• _PROBLEM_: Among the entries below, extract exactly the lines that run from the one with "Target: shirt collar" through the one with "Target: patterned necktie", both ends included.

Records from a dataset

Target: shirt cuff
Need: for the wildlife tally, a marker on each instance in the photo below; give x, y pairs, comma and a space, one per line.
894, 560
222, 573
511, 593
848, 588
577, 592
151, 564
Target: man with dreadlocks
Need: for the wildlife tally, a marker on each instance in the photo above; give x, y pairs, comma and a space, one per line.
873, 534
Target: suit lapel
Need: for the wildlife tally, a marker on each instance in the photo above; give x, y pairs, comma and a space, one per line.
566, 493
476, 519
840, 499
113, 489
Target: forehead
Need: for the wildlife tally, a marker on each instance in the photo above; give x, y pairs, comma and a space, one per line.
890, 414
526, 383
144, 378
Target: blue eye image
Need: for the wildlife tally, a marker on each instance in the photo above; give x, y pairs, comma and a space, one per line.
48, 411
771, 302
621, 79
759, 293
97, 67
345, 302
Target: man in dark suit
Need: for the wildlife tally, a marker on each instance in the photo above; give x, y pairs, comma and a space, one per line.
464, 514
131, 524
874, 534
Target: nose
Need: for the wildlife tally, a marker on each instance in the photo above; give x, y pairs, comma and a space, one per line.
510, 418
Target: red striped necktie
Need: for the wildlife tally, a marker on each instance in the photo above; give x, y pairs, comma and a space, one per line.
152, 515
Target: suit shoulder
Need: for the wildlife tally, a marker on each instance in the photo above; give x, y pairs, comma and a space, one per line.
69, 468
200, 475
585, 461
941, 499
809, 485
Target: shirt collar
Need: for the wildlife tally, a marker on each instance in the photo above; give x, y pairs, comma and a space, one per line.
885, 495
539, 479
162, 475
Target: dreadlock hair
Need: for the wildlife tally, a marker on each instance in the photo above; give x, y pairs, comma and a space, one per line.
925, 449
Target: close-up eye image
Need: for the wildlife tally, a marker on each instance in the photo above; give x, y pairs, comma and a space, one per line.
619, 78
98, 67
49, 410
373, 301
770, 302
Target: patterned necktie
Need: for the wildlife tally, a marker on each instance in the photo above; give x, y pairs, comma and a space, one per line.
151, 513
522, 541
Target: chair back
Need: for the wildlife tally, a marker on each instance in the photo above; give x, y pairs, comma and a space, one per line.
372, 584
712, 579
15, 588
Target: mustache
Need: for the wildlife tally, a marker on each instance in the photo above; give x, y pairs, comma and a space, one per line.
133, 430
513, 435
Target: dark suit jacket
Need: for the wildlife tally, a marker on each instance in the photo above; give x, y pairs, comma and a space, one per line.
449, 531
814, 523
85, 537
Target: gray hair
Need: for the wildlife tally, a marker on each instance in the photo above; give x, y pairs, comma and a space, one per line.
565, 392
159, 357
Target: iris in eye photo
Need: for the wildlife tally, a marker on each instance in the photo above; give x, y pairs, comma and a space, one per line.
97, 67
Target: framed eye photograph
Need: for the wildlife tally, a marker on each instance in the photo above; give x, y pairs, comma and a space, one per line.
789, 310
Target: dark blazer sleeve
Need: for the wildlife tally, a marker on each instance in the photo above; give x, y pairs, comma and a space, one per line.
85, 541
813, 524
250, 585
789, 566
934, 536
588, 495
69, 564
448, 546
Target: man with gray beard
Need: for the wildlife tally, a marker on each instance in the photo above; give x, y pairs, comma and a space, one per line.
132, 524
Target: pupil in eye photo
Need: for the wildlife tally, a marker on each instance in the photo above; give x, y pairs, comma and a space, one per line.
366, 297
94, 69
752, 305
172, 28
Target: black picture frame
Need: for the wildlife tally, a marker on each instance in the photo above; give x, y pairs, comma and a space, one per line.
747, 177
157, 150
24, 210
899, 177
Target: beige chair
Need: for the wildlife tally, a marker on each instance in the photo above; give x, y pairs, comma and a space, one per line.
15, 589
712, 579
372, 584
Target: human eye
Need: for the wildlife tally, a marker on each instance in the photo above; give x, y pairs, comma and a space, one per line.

• _WRITTEN RESPONSE_:
Target: shirt collar
Need: for the wildlife tally, a marker on each instance in the photo above; give x, y pairs, comma and a space, one per line.
885, 495
539, 479
162, 475
Target: dreadlock hair
Need: for the wildlife tally, a marker on each instance in the photo above; give x, y pairs, comma and a space, one per line.
925, 449
Target: close-up eye image
Need: for the wildlife tally, a marker on each instance in the photo above; give x, y pairs, comma and a space, one per line.
619, 78
98, 67
49, 410
373, 301
770, 302
Target: patterned necktie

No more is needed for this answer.